Text excerpt: Begin

Group underlying profit for the 12 months ending 30 June was £40.4m, compared to the £82.4m loss the business made in the prior period.
The business said that underlying figures were used to allow like-for-like comparisons between different periods by excluding the impact of amortisation, profits or losses on sold or acquired businesses, currency fluctuations and other non-normal costs or revenues.
This came as underlying revenue almost doubled from 2020-21 to 2021-21, rising from £325.3m to £644m in 2021/22 – a 98% increase.
However, this revenue total is still below the 2018-19 levels of £715.4m.
The business blamed a variety of factors for this – including the continued low levels of international travel, a second-half decline in custom due to the omicron variant of covid-19 and inflationary cost pressures affecting consumer discretionary spending.
These conditions led the group to reduce it’s 2021/22 profit guidance forecast in June from between £47m and £55m to approximately £40m.
Rank CEO John O’Reilly outlined the challenging trading conditions.
“It was a challenging year for our UK venues businesses, with unexpectedly softer trading across the Grosvenor estate in the second half of the year,” he said.

Text excerpt: End

#### [What you need to do]
According to the results excerpt, what was the 2018-19 revenue level that the latest revenue total still falls below? The rows that follow are separate material with no connection to the results excerpt.

Dataset: Begin

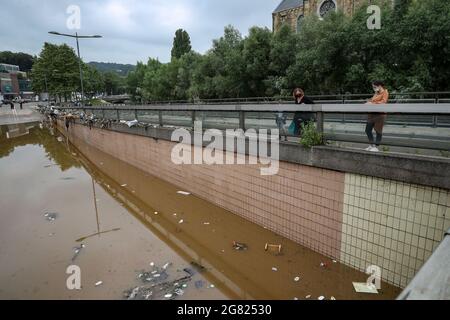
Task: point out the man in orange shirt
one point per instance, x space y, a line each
376 120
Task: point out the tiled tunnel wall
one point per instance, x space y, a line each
358 220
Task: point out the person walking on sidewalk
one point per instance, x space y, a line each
376 120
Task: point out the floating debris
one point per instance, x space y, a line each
363 287
179 292
199 284
51 216
239 246
77 251
156 287
272 247
198 266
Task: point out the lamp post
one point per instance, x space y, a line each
77 36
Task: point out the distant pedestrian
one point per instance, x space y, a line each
281 122
376 120
301 118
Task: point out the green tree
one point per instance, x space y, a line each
181 44
256 54
23 60
57 69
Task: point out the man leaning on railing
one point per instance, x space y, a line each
376 120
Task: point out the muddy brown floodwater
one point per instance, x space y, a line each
109 207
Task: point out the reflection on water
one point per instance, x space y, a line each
128 218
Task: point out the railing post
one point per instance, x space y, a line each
160 118
319 119
242 120
193 119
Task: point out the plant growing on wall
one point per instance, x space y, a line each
310 136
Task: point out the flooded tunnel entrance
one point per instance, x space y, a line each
129 223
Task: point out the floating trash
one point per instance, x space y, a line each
239 246
77 251
198 266
272 247
363 287
51 216
179 292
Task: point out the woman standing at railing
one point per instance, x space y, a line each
376 120
301 117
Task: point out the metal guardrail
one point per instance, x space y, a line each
403 97
262 116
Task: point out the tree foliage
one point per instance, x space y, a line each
337 54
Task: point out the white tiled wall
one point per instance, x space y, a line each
391 224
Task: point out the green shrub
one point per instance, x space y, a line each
310 136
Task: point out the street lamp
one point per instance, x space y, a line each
76 36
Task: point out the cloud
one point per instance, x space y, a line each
132 30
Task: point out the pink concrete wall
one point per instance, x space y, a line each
302 203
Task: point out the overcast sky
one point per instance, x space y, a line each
133 30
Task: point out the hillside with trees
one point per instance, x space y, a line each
339 54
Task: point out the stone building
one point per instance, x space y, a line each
293 11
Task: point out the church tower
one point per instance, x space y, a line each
293 11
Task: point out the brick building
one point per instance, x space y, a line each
293 11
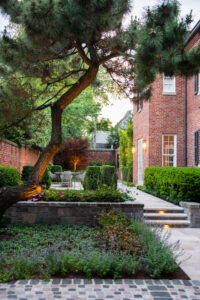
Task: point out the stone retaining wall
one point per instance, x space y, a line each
67 213
192 209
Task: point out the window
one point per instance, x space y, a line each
169 85
196 148
169 150
139 105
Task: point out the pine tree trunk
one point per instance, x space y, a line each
13 194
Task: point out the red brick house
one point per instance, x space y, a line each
166 129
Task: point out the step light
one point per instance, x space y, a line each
166 226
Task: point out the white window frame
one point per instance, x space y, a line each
173 85
175 148
198 84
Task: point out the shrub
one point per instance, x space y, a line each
97 162
174 184
130 174
125 173
56 168
92 178
9 176
46 179
103 194
109 176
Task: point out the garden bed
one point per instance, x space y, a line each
117 248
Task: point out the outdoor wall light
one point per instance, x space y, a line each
144 145
166 226
133 149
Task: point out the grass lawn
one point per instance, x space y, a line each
117 248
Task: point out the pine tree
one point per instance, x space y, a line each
61 44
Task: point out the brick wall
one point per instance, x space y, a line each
16 157
193 109
141 131
163 114
84 213
104 155
166 116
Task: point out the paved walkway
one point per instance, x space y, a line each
78 289
189 237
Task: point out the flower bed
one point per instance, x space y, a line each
117 248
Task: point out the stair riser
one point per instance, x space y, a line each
167 218
153 211
171 226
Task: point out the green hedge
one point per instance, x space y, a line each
46 179
92 178
9 176
109 176
174 184
102 194
56 168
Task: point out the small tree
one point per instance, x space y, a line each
73 152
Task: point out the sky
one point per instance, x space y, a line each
118 108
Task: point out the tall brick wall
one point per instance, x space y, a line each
163 114
193 109
140 131
16 157
166 116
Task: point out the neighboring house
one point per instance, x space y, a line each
99 139
167 128
124 121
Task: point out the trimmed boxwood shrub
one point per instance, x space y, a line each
46 179
102 194
109 176
125 171
92 178
56 168
9 176
174 184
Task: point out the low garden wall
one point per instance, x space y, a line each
67 213
16 157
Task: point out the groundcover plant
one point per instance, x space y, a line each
117 248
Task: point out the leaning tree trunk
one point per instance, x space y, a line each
13 194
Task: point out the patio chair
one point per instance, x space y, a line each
66 179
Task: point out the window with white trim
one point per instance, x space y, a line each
169 150
169 85
199 83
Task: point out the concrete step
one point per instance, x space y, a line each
168 223
165 210
165 216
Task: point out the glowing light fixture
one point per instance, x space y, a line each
166 226
133 149
144 145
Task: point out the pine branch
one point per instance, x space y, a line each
83 55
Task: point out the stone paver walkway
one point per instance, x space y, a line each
79 289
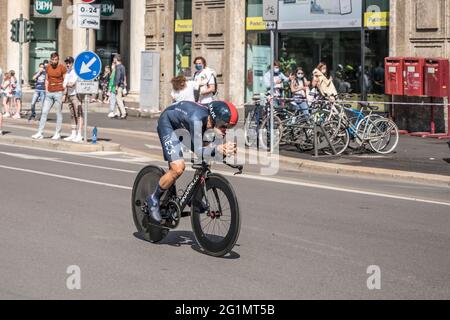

Dataset: End

#### [Expected answer]
£715.4m.